__Work instructions__:
When copying the entries below, leave out every picture and keep the rest exact.

[The data Boundary: Start]

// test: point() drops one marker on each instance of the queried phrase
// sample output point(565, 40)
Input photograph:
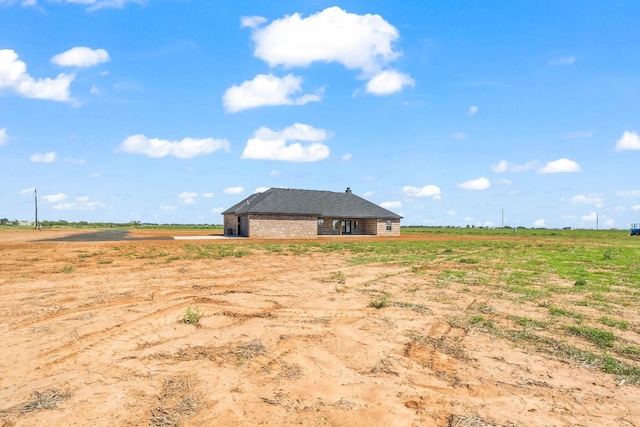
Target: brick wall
point(296, 226)
point(282, 226)
point(382, 227)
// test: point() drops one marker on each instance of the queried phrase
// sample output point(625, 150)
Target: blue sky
point(445, 112)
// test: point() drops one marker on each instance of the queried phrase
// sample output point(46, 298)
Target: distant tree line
point(85, 224)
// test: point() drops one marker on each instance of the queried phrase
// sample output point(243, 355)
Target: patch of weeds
point(470, 421)
point(630, 350)
point(337, 277)
point(485, 325)
point(192, 316)
point(248, 351)
point(384, 366)
point(381, 301)
point(580, 282)
point(527, 292)
point(557, 311)
point(528, 323)
point(597, 336)
point(290, 372)
point(418, 308)
point(620, 324)
point(176, 403)
point(69, 268)
point(609, 254)
point(48, 399)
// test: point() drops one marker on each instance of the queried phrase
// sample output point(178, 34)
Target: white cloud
point(94, 4)
point(54, 198)
point(266, 90)
point(388, 82)
point(628, 193)
point(81, 57)
point(252, 21)
point(566, 60)
point(426, 191)
point(233, 190)
point(589, 199)
point(185, 149)
point(391, 205)
point(630, 141)
point(578, 134)
point(267, 144)
point(359, 42)
point(81, 203)
point(481, 183)
point(187, 198)
point(43, 158)
point(505, 166)
point(560, 166)
point(14, 77)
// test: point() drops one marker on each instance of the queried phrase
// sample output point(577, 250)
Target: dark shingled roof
point(327, 204)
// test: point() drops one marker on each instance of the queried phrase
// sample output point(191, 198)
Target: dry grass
point(177, 402)
point(47, 399)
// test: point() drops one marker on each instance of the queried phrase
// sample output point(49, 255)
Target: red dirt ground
point(91, 334)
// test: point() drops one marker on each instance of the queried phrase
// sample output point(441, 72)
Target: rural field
point(433, 328)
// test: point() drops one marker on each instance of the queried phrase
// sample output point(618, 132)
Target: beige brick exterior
point(302, 226)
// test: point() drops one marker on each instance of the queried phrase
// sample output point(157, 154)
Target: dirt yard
point(92, 333)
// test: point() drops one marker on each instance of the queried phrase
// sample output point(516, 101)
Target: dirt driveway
point(92, 333)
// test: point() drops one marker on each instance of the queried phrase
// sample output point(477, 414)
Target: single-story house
point(290, 213)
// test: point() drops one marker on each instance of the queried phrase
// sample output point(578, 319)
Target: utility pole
point(35, 196)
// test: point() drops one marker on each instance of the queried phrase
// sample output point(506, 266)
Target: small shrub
point(620, 324)
point(380, 302)
point(597, 336)
point(609, 254)
point(68, 268)
point(192, 316)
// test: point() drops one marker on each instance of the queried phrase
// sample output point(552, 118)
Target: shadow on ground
point(103, 236)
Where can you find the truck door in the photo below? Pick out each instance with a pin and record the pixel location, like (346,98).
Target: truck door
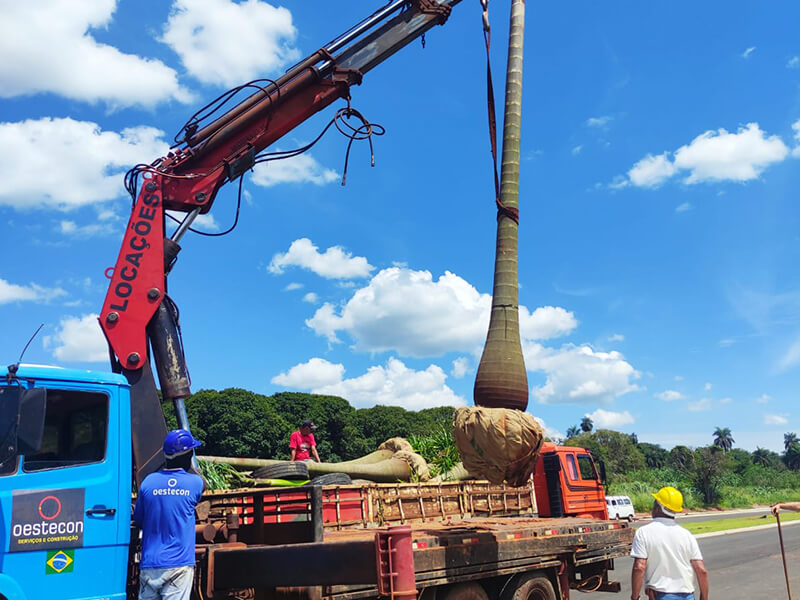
(64,520)
(583,493)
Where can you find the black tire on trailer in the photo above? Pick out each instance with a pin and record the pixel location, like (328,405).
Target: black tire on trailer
(464,591)
(529,586)
(293,471)
(332,479)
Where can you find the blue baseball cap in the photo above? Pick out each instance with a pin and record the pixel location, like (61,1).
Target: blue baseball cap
(179,441)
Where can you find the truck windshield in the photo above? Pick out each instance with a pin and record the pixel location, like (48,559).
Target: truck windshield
(75,430)
(587,467)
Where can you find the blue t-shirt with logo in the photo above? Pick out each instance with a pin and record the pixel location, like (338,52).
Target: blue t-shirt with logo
(165,512)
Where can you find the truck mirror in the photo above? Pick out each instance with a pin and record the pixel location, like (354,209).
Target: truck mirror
(9,414)
(31,420)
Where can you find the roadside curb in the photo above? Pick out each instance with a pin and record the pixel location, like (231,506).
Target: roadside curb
(745,529)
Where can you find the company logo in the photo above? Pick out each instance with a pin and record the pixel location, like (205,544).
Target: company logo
(47,520)
(60,561)
(49,508)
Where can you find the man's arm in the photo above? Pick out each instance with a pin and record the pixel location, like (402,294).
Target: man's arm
(637,577)
(702,578)
(793,506)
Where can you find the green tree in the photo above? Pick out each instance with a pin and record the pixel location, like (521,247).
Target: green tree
(707,471)
(681,458)
(587,424)
(723,438)
(235,422)
(655,456)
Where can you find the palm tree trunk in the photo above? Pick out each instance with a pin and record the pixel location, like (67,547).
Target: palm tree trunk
(501,380)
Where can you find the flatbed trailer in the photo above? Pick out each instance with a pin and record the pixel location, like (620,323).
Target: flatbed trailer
(329,542)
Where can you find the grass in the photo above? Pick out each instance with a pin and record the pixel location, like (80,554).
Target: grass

[The data Boundary: End]

__Finished task__:
// test: point() drops one marker on each instance of the queried phrase
// sample output point(565, 40)
Input photograph:
Target: brick wall
point(296, 226)
point(282, 226)
point(382, 227)
// test: point() drops one marker on each instance of the queried phrase
// sample output point(625, 150)
Target: blue sky
point(445, 112)
// test: point() drops one marker on each instance of the queried phrase
// sample output point(46, 298)
Target: distant tree line
point(85, 224)
// test: point() drops one marker on each instance of the queried phrase
// sample output point(243, 355)
Target: patch of weeds
point(470, 421)
point(630, 350)
point(337, 277)
point(485, 325)
point(192, 316)
point(248, 351)
point(384, 366)
point(381, 301)
point(580, 282)
point(527, 292)
point(557, 311)
point(528, 323)
point(597, 336)
point(290, 372)
point(418, 308)
point(620, 324)
point(176, 403)
point(69, 268)
point(609, 254)
point(48, 399)
// test: point() drops one marker on each instance of the queried phrase
// sample output point(178, 34)
Target: white cloud
point(94, 4)
point(54, 198)
point(266, 90)
point(388, 82)
point(628, 193)
point(81, 57)
point(252, 21)
point(566, 60)
point(426, 191)
point(233, 190)
point(589, 199)
point(185, 149)
point(391, 205)
point(630, 141)
point(578, 134)
point(267, 144)
point(359, 42)
point(81, 203)
point(481, 183)
point(187, 198)
point(43, 158)
point(505, 166)
point(560, 166)
point(14, 77)
// test: point() drops one marker on each instance of the queried phrase
// sample output point(577, 250)
Target: dark shingled roof
point(327, 204)
// test: point() drops one marker on each instance of the queried phrase
// sample output point(191, 198)
Target: dry grass
point(177, 402)
point(47, 399)
// test: point() drops one marker on each instance of the queried phrase
// sample output point(49, 255)
Target: red dirt ground
point(91, 334)
// test: point() drops one marker on each instance of the queried phrase
// sample output point(441, 72)
Target: rural field
point(433, 328)
// test: point() drops one marker on each instance of the queried phrase
// sample output point(618, 132)
Target: beige brick exterior
point(302, 226)
// test: point() drops one marker on each instance of the queried phrase
// sample output point(157, 154)
Target: dirt yard
point(92, 333)
// test: point() drops one marker on each instance of the queried phrase
// sample output point(516, 101)
Target: dirt driveway
point(92, 333)
// test: point() drops one marker on each instance of the queried phrase
// sample output point(477, 414)
Target: single-story house
point(290, 213)
// test: point() drops one marker on each instance of the queried phrase
// sample output point(578, 319)
Target: utility pole
point(35, 196)
// test: point() drops one marker on each instance of the queried phrase
// sample output point(506, 266)
Target: small shrub
point(620, 324)
point(380, 302)
point(597, 336)
point(609, 254)
point(68, 268)
point(192, 316)
// test: point() drops one marker on each instance of the queried phrase
// sample output point(552, 118)
Target: shadow on ground
point(103, 236)
Where can you find the truck door in the photo below? Pick out each instance with a pin and record the pixel location, like (346,98).
Target: truck door
(64,520)
(583,493)
Where can you find the black tire on trailer in the photo above? Pick out each instance with a pin and record the pixel location, like (328,405).
Target: black tire on trailer
(464,591)
(529,586)
(293,471)
(332,479)
Where can you find the blue baseball cap in the photo above? Pick out each instance with a pin and record the pixel location, like (61,1).
Target: blue baseball cap
(179,441)
Where can you find the truck windshield in the photo above? Pick out each instance with a pin and record the pixel location, like (48,559).
Target: truck windshield
(75,430)
(587,467)
Where can you find the blue t-shirt with logo in the photo above? Pick out each instance with a pin and record the pixel location, like (338,52).
Target: blue t-shirt with logo
(165,512)
Where can you find the truck mirror in the photo above? Pick out each instance with a pin and record the pixel location, like (354,209).
Target: truck mirror
(9,414)
(31,420)
Where can you find the roadside curb in the photo above? Pick out each instance with a pin and record the pixel location, like (231,506).
Target: roadside curb
(745,529)
Where can you find the company logo in the photo above? Pick out each instance with a pin and record the pixel location, like (205,544).
Target: company logo
(47,520)
(60,561)
(49,508)
Where can you find the man's arm in the photo above? Pick out each instance with a pin and record the pixel location, like (402,294).
Target: man's arm
(637,577)
(702,578)
(793,506)
Where can you find the green tree in the photo above? Pick out each instance with a pin and record the pixel location, like (521,247).
Target: green tree
(707,471)
(681,458)
(587,424)
(723,438)
(235,422)
(655,456)
Where can you find the palm tree trunk in the photo above? Pick out each instance with a pin and record the pixel location, like (67,547).
Target: palm tree trunk
(501,380)
Where can you find the flatbed trailer in the photo above? Pick out each instance with a pin and record the pixel location, like (620,323).
Target: flatbed trailer
(329,542)
Where can you find the grass in the photo above? Pick out each instance with a pin and record the pixel location, like (80,554).
Target: grass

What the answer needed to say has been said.